## Work to do
Quote the data word for word, starting at the line that contains "the dry branch" and continuing through the final line of the data, with both of those lines included.

## Excerpted data
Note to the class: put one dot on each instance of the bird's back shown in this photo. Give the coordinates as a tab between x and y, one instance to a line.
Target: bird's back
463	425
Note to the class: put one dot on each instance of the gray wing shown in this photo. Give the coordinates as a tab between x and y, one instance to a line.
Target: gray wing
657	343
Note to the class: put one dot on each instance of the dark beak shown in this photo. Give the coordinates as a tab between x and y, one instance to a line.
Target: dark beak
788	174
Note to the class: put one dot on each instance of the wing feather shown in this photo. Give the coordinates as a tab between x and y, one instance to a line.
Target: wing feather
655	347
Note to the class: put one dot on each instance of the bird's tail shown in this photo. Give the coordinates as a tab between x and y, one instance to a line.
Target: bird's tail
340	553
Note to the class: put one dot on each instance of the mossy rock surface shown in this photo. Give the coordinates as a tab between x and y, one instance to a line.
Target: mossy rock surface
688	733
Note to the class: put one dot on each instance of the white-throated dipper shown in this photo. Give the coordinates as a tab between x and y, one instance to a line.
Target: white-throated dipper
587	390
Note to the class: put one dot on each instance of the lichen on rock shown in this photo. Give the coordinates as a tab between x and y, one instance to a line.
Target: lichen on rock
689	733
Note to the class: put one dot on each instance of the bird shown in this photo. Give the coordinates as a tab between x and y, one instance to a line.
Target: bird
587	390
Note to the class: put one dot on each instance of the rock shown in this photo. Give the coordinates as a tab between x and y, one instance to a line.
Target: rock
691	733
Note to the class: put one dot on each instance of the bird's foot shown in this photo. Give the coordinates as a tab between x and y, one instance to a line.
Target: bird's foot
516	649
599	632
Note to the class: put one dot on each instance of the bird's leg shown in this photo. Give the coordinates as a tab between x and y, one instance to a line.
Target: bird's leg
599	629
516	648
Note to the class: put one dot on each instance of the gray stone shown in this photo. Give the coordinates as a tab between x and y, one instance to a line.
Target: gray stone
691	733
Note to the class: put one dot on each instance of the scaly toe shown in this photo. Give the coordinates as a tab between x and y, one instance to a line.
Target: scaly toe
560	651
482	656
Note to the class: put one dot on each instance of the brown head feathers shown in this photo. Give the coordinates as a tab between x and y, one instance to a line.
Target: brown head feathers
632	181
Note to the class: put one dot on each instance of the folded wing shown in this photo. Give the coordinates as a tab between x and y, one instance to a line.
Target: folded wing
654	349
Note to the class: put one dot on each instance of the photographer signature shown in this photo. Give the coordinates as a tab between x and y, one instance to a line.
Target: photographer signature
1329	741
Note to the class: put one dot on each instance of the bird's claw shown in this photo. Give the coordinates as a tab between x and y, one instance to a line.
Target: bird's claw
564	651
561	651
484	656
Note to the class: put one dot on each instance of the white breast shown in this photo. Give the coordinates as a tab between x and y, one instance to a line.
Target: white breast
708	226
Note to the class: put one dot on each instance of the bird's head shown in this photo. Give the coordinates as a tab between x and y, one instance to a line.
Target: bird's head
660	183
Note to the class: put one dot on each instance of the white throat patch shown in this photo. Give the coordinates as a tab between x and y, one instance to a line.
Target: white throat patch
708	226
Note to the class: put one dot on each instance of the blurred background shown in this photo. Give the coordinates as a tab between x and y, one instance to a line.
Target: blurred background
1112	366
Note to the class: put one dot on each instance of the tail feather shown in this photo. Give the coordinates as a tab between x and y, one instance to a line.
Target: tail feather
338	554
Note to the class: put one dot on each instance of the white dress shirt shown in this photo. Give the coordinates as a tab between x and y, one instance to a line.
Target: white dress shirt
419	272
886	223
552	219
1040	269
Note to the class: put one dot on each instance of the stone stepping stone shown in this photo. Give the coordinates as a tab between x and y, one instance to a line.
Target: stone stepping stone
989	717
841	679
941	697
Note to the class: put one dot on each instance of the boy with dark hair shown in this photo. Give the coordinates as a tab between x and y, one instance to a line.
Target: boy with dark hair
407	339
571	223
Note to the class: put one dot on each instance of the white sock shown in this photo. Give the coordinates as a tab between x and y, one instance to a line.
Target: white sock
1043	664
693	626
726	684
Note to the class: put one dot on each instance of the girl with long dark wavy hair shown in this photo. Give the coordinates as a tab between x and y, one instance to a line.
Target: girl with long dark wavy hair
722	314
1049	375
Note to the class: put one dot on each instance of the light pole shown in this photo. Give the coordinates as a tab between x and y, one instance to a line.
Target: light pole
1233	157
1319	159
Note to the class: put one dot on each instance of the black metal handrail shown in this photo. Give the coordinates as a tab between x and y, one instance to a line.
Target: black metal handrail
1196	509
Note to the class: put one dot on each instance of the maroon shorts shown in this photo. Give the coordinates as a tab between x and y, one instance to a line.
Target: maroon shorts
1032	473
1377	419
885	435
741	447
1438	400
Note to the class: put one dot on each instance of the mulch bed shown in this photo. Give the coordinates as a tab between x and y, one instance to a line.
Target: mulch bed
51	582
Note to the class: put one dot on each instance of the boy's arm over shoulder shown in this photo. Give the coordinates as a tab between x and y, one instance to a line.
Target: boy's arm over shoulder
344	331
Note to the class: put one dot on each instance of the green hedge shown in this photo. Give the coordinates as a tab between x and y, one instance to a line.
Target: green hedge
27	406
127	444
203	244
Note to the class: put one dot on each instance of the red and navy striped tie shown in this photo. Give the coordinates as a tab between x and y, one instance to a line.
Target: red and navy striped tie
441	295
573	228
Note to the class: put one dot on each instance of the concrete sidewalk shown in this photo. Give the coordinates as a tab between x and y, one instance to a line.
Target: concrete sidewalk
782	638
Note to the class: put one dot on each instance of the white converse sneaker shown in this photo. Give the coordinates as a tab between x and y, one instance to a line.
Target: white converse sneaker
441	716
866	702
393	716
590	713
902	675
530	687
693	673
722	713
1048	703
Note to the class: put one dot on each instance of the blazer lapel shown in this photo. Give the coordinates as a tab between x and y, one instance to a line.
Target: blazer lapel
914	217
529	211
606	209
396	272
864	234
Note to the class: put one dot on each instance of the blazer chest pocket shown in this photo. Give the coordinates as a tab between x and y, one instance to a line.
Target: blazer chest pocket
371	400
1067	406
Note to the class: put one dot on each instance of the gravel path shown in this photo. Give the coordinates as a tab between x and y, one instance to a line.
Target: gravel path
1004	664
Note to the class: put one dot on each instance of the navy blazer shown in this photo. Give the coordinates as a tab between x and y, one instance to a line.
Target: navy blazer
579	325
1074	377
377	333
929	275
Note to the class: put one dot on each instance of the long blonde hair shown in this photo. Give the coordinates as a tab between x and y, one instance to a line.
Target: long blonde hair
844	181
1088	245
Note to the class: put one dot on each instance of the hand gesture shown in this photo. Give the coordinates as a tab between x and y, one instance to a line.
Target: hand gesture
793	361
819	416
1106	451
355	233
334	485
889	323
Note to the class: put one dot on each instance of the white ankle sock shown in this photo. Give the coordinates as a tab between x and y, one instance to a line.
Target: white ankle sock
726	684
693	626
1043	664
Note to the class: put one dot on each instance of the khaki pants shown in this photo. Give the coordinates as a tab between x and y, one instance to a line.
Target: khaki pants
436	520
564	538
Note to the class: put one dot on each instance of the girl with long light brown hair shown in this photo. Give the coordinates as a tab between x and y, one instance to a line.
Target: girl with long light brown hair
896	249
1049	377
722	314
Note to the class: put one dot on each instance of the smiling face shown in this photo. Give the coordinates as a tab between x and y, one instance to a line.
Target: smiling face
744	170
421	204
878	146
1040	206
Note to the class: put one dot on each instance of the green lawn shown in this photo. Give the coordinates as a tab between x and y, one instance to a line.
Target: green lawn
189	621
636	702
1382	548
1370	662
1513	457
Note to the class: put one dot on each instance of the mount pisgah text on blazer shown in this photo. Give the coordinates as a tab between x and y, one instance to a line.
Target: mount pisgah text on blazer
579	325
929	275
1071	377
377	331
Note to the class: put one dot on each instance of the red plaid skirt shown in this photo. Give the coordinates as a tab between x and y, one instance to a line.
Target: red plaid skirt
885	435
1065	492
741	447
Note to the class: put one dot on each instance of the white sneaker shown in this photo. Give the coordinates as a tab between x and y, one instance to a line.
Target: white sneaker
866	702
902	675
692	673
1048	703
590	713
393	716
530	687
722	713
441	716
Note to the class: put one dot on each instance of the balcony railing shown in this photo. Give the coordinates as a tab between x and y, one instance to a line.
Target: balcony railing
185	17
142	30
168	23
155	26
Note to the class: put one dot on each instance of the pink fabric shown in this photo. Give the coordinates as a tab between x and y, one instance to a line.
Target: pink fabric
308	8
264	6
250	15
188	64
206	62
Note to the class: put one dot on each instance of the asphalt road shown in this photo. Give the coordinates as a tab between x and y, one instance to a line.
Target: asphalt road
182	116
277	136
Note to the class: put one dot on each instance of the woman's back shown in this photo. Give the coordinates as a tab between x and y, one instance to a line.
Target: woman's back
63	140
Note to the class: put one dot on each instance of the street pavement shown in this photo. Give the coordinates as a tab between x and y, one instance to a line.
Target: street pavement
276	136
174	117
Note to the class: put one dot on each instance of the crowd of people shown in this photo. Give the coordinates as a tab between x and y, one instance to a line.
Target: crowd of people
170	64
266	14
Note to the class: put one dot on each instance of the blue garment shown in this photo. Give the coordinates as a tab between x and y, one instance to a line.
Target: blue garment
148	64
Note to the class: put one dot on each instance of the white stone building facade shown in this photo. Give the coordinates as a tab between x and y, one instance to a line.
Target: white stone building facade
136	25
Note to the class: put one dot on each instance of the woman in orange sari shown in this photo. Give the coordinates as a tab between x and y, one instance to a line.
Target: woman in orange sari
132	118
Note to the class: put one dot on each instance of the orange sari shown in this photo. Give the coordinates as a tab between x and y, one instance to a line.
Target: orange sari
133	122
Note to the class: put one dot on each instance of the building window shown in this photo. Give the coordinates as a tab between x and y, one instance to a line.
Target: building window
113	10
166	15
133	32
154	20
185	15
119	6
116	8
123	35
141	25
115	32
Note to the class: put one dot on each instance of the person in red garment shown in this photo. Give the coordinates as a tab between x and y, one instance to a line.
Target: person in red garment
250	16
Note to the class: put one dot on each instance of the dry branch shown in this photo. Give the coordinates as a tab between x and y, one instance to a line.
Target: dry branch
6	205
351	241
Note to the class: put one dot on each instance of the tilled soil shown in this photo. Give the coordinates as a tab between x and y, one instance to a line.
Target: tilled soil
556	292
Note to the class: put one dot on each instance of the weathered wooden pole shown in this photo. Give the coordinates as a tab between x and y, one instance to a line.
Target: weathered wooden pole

## Solution
Note to the class: put one dot on each instance of the dry branch shown in this photo. Give the coordinates as a tab between x and y, one instance to a line.
Target: dry branch
6	205
351	241
Note to the class: put one dot on each instance of the tilled soil shown in this photo. Give the coordinates as a tab between x and y, one instance to a line.
Target: tilled soil
556	292
Note to the class: put one dot on each instance of the weathered wooden pole shown in this photo. Give the coordinates as a tab between x and y, one instance to a line.
Target: weathered wooden pole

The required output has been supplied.